Source data:
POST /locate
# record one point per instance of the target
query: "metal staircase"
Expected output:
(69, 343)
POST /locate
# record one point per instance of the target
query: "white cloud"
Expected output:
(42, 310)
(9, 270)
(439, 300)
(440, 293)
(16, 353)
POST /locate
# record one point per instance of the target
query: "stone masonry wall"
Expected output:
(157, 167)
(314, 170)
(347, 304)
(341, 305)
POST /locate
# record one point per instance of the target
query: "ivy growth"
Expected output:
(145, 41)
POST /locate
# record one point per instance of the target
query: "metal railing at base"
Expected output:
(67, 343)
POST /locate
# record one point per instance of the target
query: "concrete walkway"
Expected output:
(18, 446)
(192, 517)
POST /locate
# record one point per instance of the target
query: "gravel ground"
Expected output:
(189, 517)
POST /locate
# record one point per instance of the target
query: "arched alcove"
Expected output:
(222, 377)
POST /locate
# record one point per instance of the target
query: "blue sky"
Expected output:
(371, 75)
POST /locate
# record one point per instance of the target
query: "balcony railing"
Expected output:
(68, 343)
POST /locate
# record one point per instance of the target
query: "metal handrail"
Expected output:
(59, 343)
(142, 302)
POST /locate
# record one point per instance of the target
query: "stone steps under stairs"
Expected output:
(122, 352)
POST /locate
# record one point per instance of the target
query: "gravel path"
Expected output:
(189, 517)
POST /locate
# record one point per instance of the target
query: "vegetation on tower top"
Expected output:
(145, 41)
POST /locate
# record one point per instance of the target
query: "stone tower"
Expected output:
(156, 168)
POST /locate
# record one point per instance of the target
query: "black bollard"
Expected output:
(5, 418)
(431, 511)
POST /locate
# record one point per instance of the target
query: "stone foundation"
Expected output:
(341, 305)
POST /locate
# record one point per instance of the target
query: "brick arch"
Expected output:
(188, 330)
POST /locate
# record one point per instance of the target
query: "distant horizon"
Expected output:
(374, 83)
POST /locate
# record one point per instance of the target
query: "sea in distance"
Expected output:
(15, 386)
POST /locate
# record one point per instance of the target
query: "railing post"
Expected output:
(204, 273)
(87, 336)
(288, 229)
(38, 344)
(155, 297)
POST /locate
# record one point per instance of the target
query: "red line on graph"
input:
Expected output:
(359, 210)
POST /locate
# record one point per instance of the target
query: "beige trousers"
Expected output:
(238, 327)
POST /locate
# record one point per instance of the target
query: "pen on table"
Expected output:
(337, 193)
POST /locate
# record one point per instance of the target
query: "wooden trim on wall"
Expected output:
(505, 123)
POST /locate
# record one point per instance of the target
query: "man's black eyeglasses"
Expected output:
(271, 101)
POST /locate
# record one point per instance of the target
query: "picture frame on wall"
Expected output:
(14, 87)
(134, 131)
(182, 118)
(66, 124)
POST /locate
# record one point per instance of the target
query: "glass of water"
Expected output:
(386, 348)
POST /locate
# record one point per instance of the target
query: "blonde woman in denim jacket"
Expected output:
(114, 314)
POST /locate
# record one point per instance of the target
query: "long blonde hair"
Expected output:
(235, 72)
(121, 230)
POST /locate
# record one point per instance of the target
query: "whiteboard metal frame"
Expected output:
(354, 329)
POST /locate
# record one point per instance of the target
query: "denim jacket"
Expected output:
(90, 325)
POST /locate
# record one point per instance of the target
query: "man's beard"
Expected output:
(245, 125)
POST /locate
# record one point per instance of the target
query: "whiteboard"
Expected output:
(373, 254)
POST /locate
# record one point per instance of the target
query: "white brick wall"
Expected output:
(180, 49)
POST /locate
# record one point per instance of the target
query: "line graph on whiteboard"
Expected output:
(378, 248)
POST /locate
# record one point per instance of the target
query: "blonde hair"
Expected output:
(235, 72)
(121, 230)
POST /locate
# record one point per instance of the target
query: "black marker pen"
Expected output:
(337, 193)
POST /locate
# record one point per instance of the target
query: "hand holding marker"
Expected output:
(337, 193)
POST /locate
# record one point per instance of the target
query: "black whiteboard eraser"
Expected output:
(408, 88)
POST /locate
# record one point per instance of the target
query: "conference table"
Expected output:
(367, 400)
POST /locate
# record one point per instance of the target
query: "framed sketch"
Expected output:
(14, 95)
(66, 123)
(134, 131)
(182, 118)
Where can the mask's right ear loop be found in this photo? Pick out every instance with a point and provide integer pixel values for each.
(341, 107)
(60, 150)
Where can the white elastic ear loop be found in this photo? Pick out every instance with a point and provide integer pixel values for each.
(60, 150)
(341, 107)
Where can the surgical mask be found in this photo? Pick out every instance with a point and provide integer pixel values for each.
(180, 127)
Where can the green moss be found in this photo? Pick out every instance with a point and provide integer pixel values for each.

### Task description
Repeat each record word for word. Do not leave any out.

### Response to this task
POST /locate
# record one point per instance of the target
query: "metal staircase"
Expected output:
(69, 343)
POST /locate
# record one point per instance of the target
query: "white cloud"
Expected output:
(42, 310)
(9, 270)
(439, 300)
(440, 293)
(16, 353)
POST /locate
# record one point per instance of the target
query: "stone masonry wall"
Expected output:
(157, 167)
(314, 170)
(347, 304)
(341, 305)
POST /locate
# record one point per instance of the target
query: "ivy growth"
Expected output:
(145, 41)
POST /locate
# record one point per instance of the target
query: "metal railing at base"
Expected output:
(67, 343)
POST /locate
# record one point per instance of the target
query: "concrete walkway"
Expected output:
(18, 446)
(192, 517)
POST /locate
# record one point per instance of the target
query: "gravel ground"
Expected output:
(189, 517)
POST /locate
# record one point per instance of the target
query: "arched alcove"
Expected output:
(222, 377)
POST /locate
# record one point per instance of the target
query: "blue sky"
Expected output:
(371, 75)
POST /locate
# record one point per instance of the target
query: "balcony railing"
Expected output:
(68, 343)
POST /locate
# record one point per instance of the target
query: "metal handrail"
Expected output:
(59, 343)
(142, 302)
POST /locate
# record one point per instance of the target
query: "stone steps under stairs"
Expected output:
(122, 352)
POST /locate
# record one point per instance of the target
query: "gravel path"
Expected output:
(189, 517)
POST /locate
# record one point per instance of the target
query: "vegetation on tower top"
Expected output:
(145, 41)
POST /locate
# record one point per instance of the target
query: "stone tower"
Expected output:
(156, 168)
POST /locate
# record one point per instance of the target
query: "black bollard"
Expected output:
(5, 418)
(431, 511)
POST /locate
# record one point per instance of the target
query: "stone foundation"
Expected output:
(341, 305)
POST /locate
# record one point per instance of the target
query: "brick arch"
Expected output:
(188, 330)
POST /locate
# record one point per instance of the target
query: "distant horizon"
Expected output:
(374, 83)
POST /locate
# record one point per instance of the target
query: "sea in distance"
Expected output:
(15, 386)
POST /locate
# record one point per instance of the target
query: "railing post"
Expected output:
(204, 273)
(87, 336)
(288, 229)
(38, 344)
(155, 297)
POST /locate
# record one point per instance of the target
query: "red line on graph"
input:
Expected output:
(359, 210)
POST /locate
# record one point per instance of the target
query: "beige trousers"
Expected output:
(238, 327)
POST /locate
# record one point per instance of the target
query: "pen on table"
Expected output:
(337, 193)
POST /locate
# record one point per instance of the target
query: "wooden trim on wall"
Expected output:
(505, 123)
POST /locate
# record one point per instance of the target
query: "man's black eyeglasses"
Expected output:
(271, 101)
POST /locate
# record one point per instance of the target
query: "picture frame on wall"
Expected output:
(14, 87)
(134, 131)
(182, 118)
(66, 124)
POST /locate
# record one point per instance of the target
query: "glass of water"
Expected output:
(386, 348)
POST /locate
# record one point per instance of the target
query: "blonde woman in denim jacket"
Expected output:
(114, 314)
POST /locate
# record one point per instance of the target
query: "long blonde hair"
Expected output:
(235, 72)
(121, 230)
POST /locate
# record one point per instance of the target
query: "whiteboard metal frame"
Expected output:
(354, 329)
POST /locate
# record one point per instance of the target
query: "denim jacket"
Expected output:
(90, 325)
POST /locate
# record one point per instance of the target
query: "man's beard"
Expected output:
(245, 125)
POST /locate
# record one point per instance of the target
query: "whiteboard"
Expected output:
(373, 254)
POST /locate
# record one point per instance of the target
query: "white brick wall"
Expected output:
(180, 49)
POST /locate
# record one point per instance of the target
query: "line graph on whiteboard"
Expected output:
(378, 248)
POST /locate
# record one point per instance of the target
query: "blonde hair"
Expected output:
(235, 72)
(121, 230)
POST /locate
# record one point per instance of the target
query: "black marker pen"
Expected output:
(337, 193)
POST /locate
# record one point per instance of the target
query: "hand holding marker"
Expected output:
(337, 193)
POST /locate
# record one point per instance of the target
query: "black whiteboard eraser"
Expected output:
(408, 88)
POST /locate
# record one point per instance of the target
query: "conference table"
Expected output:
(367, 400)
POST /locate
# record one point per instance of the target
query: "framed sketch"
Expected output:
(14, 95)
(66, 123)
(134, 131)
(182, 118)
Where can the mask's right ear loop be found in this photo? Pick out every instance with a point and provide integer pixel values for each.
(341, 107)
(60, 150)
Where can the white elastic ear loop be found in this photo? Pick out every instance with a point and provide integer pixel values for each.
(60, 150)
(341, 107)
Where can the surgical mask be found in this photo? Pick out every instance with a point and provide integer pixel values for each.
(180, 127)
Where can the green moss be found in this photo? Pick out every instance with a point and provide integer pixel values for each.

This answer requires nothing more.